- INPUT DATA:
---

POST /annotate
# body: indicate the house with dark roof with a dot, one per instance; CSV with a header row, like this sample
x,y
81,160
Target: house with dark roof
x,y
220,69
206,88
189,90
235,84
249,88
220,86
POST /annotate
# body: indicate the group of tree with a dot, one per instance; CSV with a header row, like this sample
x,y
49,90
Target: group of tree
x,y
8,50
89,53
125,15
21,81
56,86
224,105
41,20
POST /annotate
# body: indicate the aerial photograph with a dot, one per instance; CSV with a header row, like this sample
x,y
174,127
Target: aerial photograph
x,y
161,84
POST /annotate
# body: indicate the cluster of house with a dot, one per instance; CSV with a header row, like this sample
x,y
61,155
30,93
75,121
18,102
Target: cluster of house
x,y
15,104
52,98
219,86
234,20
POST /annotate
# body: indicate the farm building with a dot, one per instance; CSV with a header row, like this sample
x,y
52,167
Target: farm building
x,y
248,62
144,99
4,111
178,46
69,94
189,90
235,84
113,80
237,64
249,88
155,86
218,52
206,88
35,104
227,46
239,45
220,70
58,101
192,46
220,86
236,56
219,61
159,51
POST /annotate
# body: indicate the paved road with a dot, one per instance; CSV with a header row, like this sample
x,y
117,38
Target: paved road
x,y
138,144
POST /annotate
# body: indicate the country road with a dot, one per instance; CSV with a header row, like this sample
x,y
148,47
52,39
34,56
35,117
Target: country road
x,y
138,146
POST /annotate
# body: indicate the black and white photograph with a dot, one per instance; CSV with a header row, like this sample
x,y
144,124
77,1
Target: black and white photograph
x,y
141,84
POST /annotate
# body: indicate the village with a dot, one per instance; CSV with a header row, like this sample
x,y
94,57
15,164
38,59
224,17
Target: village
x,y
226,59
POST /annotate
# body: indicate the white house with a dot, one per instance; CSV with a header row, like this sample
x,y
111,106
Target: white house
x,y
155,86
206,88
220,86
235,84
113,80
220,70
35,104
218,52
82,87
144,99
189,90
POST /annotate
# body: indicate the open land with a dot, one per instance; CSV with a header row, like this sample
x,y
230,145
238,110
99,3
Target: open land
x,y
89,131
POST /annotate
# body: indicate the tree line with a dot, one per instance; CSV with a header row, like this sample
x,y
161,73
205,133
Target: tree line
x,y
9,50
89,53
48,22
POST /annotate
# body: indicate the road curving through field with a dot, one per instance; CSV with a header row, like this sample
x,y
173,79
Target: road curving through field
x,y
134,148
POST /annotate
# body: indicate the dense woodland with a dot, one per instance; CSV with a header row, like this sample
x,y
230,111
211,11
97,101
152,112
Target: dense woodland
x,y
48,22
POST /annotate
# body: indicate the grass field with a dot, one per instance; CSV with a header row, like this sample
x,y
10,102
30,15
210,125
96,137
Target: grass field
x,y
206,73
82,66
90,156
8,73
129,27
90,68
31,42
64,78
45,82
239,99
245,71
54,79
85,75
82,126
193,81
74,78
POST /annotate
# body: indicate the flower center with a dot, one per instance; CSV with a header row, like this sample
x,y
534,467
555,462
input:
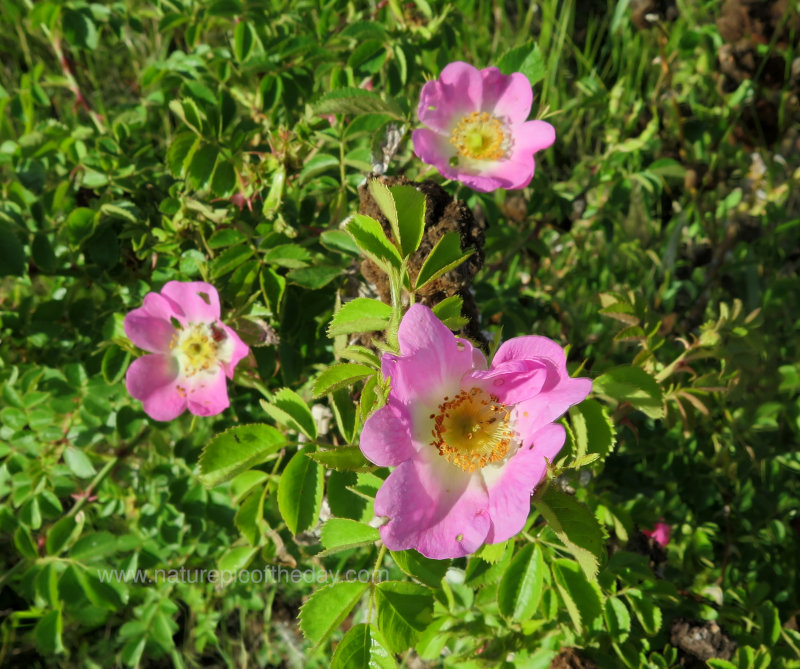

---

- WORK TO BE COMPLETED: Output all the material verbatim, skipping every image.

- WRITTEN SOLUTION:
POST /annotate
# body: indicate the house with dark roof with a dot, one per instance; CSV with a header row, like this sample
x,y
81,160
Target: house with dark roof
x,y
220,69
206,88
189,90
235,84
249,88
220,86
POST /annotate
# body: indicate the group of tree with a dot, one per instance; CSV with a header row, like this sample
x,y
49,90
Target: group of tree
x,y
8,50
89,53
125,15
21,81
56,86
224,105
41,20
POST /annotate
# body: indicate the aerial photograph with a dot, one per instance; CSV with a header row, like this sample
x,y
174,127
Target: aerial photograph
x,y
161,84
POST /annotate
# body: indicate the cluster of house with a dot, one per instance; CSV with a header row, like this sample
x,y
61,155
30,93
75,121
18,102
Target: cluster of house
x,y
15,104
52,98
219,86
234,20
POST /annotate
# body: indicate the farm building with a dot, one per instance; CSV with a header row, like this sample
x,y
52,167
Target: farm building
x,y
248,62
144,99
4,111
178,46
69,94
189,90
235,84
113,80
237,64
249,88
155,86
218,52
206,88
35,104
227,46
239,45
220,70
58,101
192,46
220,86
236,56
219,61
159,51
POST /annotate
# body: indicate the paved road with a dot, one per instance; CSV with a header row, like this sample
x,y
117,38
Target: paved road
x,y
138,144
POST /annotate
# body: indicate the country road with a dot, one per instance; CSV with a header row, like this sample
x,y
148,47
52,39
34,56
35,117
Target: country road
x,y
138,146
POST /annotate
# body: indicate the black and white photograph with a dot, one per instance; CSV with a header row, like this sample
x,y
144,124
77,1
Target: black and white photograph
x,y
141,84
POST /annotate
# body: indicate the village with a dot, one per instance; CSV with a header row, like this sample
x,y
94,57
15,164
38,59
224,17
Target: village
x,y
226,59
POST /annotate
# body: indicate the white house with a dot, one per instance; CSV with a header row, like this sample
x,y
111,106
Target: white house
x,y
155,86
206,88
220,86
235,84
113,80
220,70
35,104
218,52
82,87
144,99
189,90
POST /annotate
# body: indicate the open land with a dot, one per instance; CSV with a header row, like this sample
x,y
230,145
238,110
99,3
Target: open land
x,y
89,131
POST /annotate
# body: indicate the tree line with a dot, one per instance; CSV with a header row, like this sample
x,y
161,73
205,133
Target: tree line
x,y
9,50
89,53
48,22
POST /annotate
# body: indicate the road curving through field with a dot, one per instance; CSV with a header row, like this sample
x,y
173,79
Target: road curving through field
x,y
134,148
POST /annotate
# body: indicate the dense woodland with a dot, one per instance; CSV with a header row, like this sample
x,y
230,111
211,11
97,101
152,112
Target: dense woodland
x,y
48,22
POST /annotate
# body: indicate the grass field with a dot, one per instance; CSV with a header row, like this sample
x,y
10,102
30,15
210,125
96,137
Target: grass field
x,y
206,73
82,66
90,156
8,73
129,27
90,68
31,42
64,78
45,82
239,99
245,71
54,79
85,75
82,126
193,81
74,78
POST /annotate
# body: indicate the flower center with a dot, one per instance; CSV with a header row, like this sample
x,y
534,467
555,462
input:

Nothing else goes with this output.